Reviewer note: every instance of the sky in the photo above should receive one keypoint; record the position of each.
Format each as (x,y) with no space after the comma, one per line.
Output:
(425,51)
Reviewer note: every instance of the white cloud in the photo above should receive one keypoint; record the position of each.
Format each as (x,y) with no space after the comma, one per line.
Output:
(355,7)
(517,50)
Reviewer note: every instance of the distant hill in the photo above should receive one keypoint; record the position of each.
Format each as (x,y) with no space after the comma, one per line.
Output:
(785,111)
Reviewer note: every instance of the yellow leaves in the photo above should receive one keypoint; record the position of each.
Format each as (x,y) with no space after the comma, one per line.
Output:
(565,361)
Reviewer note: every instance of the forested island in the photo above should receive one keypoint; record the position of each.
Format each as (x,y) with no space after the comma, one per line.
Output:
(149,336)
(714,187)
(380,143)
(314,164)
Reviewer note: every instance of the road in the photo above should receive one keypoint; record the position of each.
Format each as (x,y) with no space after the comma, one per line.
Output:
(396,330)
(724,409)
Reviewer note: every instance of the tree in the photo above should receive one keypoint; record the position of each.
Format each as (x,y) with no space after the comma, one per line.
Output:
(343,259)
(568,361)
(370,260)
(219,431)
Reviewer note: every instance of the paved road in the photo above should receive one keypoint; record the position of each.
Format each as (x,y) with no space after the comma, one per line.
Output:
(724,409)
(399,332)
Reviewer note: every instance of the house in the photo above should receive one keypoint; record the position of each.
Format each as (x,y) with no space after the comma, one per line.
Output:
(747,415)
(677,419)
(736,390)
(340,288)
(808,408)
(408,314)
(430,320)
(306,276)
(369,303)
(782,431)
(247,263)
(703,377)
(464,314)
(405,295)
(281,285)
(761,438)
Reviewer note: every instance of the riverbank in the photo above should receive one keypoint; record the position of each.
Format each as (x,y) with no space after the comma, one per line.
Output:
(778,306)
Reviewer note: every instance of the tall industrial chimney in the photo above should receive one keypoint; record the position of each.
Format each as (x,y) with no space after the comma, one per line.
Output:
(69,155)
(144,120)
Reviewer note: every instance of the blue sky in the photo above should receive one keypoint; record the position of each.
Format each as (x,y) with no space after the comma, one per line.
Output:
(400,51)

• AIM:
Copy the listing above word for word, starting at the line that contains "Reviewer note: every instance of the house" and stopping after its last line.

• THE REPLY:
Reviewer note: every instance of the house in the photo above should receive one keypoint; record the position of each.
Format each as (x,y) with no space after the comma, one per line.
Output:
(747,415)
(677,419)
(736,390)
(340,288)
(808,408)
(408,314)
(430,320)
(306,276)
(369,303)
(782,431)
(247,263)
(703,377)
(464,314)
(405,295)
(281,285)
(761,438)
Reviewer note: every instance of the riverbank in the photo above should receive one keypoint; record the position of each.
Format each as (x,y) with no space after the comma, one per line.
Output:
(778,306)
Reviewer note: every instance of the tall industrial chimney in the photo above should receive one keypoint; record the position of each.
Format each as (x,y) with no space after the comma, one per line.
Output:
(69,155)
(144,120)
Reviewer note: every instance of the blue sky in the photo above should receive one keypoint; record the position of each.
Format each as (x,y) with no space after the comma, one per line.
Output:
(400,51)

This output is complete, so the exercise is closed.